TASK TO COMPLETE – Each entry in the listing must be set down again word for word.

DATA RECORDS –
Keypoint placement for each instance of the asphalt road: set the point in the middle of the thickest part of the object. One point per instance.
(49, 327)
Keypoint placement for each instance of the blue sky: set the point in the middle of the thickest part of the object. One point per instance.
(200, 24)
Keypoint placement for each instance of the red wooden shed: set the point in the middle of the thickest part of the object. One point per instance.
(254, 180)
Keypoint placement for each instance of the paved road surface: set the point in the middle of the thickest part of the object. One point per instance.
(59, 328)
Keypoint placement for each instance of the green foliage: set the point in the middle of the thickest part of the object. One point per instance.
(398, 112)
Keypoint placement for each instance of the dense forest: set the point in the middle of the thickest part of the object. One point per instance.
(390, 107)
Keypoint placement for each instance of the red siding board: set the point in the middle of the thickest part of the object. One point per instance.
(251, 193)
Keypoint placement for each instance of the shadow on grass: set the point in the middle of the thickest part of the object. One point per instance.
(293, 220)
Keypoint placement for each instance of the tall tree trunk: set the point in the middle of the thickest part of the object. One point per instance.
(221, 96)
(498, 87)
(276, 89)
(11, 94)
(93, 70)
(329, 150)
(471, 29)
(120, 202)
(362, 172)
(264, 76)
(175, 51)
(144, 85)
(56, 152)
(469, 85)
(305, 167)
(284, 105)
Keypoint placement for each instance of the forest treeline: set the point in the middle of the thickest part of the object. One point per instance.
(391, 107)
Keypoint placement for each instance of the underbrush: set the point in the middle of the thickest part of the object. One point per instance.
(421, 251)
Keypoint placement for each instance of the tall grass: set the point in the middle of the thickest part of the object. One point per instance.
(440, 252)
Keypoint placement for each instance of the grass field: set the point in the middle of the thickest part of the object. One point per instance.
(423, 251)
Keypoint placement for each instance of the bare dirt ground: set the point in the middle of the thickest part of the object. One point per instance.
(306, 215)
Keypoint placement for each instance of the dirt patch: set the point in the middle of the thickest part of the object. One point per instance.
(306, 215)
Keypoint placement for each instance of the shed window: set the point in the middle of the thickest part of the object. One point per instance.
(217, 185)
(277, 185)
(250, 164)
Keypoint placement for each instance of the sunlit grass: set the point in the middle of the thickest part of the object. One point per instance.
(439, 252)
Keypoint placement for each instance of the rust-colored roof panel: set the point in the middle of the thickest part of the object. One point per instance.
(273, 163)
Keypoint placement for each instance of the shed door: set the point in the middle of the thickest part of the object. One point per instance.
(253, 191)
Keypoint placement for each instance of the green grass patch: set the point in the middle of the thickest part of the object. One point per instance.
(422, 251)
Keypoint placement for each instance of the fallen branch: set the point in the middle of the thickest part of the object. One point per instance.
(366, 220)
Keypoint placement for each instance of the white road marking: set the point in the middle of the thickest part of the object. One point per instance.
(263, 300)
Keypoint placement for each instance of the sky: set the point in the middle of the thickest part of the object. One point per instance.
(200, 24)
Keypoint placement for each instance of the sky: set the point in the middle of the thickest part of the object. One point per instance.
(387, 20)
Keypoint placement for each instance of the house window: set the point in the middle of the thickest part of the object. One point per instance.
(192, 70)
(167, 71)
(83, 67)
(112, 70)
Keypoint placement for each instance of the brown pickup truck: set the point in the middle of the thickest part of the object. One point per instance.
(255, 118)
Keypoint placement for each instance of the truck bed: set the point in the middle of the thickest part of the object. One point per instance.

OUTPUT FOR THIS TASK –
Keypoint placement for each instance of the asphalt road: set the point in the middle of the thickest part of the object. One point per instance.
(49, 327)
Keypoint placement for each instance of the blue sky: set the point in the middle of the thickest part of the object. One point per instance.
(200, 24)
Keypoint placement for each instance of the red wooden shed: set the point in the middle of the thickest part of the object. One point per instance.
(254, 180)
Keypoint placement for each instance of the paved road surface: set the point in the middle of the thickest part of the object. One point per instance.
(59, 328)
Keypoint placement for each instance of the green foliage: set the point in the middle of the thickest part of the object. One point per instance.
(398, 112)
Keypoint placement for each instance of the dense forest: set the point in the middle of the thickest part of the object. One point per instance.
(390, 107)
Keypoint placement for each instance of the red siding board: set the point in the middle of the thickest part of the object. One point per instance.
(251, 193)
Keypoint placement for each instance of the shadow on grass: set the point in the middle of the thickest part of the object. One point per instance.
(293, 220)
Keypoint placement for each instance of the tall tree trunk: set the point in the middle of the thickest part of the object. One point per instance.
(221, 96)
(498, 87)
(276, 89)
(11, 94)
(93, 70)
(329, 150)
(471, 29)
(120, 202)
(362, 172)
(264, 76)
(175, 51)
(144, 85)
(56, 152)
(469, 85)
(305, 167)
(284, 105)
Keypoint placement for each instance of the forest treeline: set the point in the middle of the thickest part of the object. One point per instance.
(391, 107)
Keypoint placement for each instance of the underbrush: set the point in the middle of the thickest part of the object. One point per instance.
(421, 251)
Keypoint placement for each instance of the tall grass: set the point in the middle of the thickest part of the object. One point per instance.
(440, 252)
Keypoint placement for each instance of the grass field: set the point in the middle of the thickest part of the object. One point per instance.
(423, 251)
Keypoint placement for each instance of the bare dirt ground: set the point in the middle of the thickest part of the object. One point per instance.
(306, 215)
Keypoint placement for each instance of the dirt patch: set the point in the middle of the thickest part of the object. One point per instance.
(306, 215)
Keypoint placement for each instance of the shed window: set the point in the middle of the thickest part of the object. One point per instance.
(217, 185)
(277, 185)
(250, 164)
Keypoint placement for each instance of the sunlit grass: set the point in the middle of the thickest part of the object. One point per instance.
(439, 252)
Keypoint placement for each instance of the rust-colored roof panel: set the point in the middle of the thickest part of the object. One point per instance.
(273, 163)
Keypoint placement for each instance of the shed door: set the point in the middle of the thickest part of the object. One point per instance.
(253, 191)
Keypoint placement for each instance of the green grass patch: set the point in the middle of the thickest part of the object. One point per instance.
(422, 251)
Keypoint placement for each instance of the fallen branch: set the point in the middle of the thickest part of the object. One point per instance.
(366, 220)
Keypoint placement for each instance of the white road marking: set the point in the middle of the thickest part of the object. One point per instance.
(263, 300)
Keypoint placement for each instance of the sky: set the point in the middle of the thickest part of the object. One point per instance.
(200, 24)
Keypoint placement for each instance of the sky: set the point in the middle of the thickest part of the object. One point per instance.
(387, 20)
Keypoint placement for each instance of the house window: set the point in the middle of the thickest part of the object. One point per instance.
(192, 70)
(167, 71)
(83, 67)
(112, 70)
Keypoint placement for each instance of the brown pickup truck: set the point in the middle of the thickest part of the object. One point per instance.
(255, 118)
Keypoint placement for each instance of the truck bed: set the point in the middle of the thickest part of the object. One point per instance.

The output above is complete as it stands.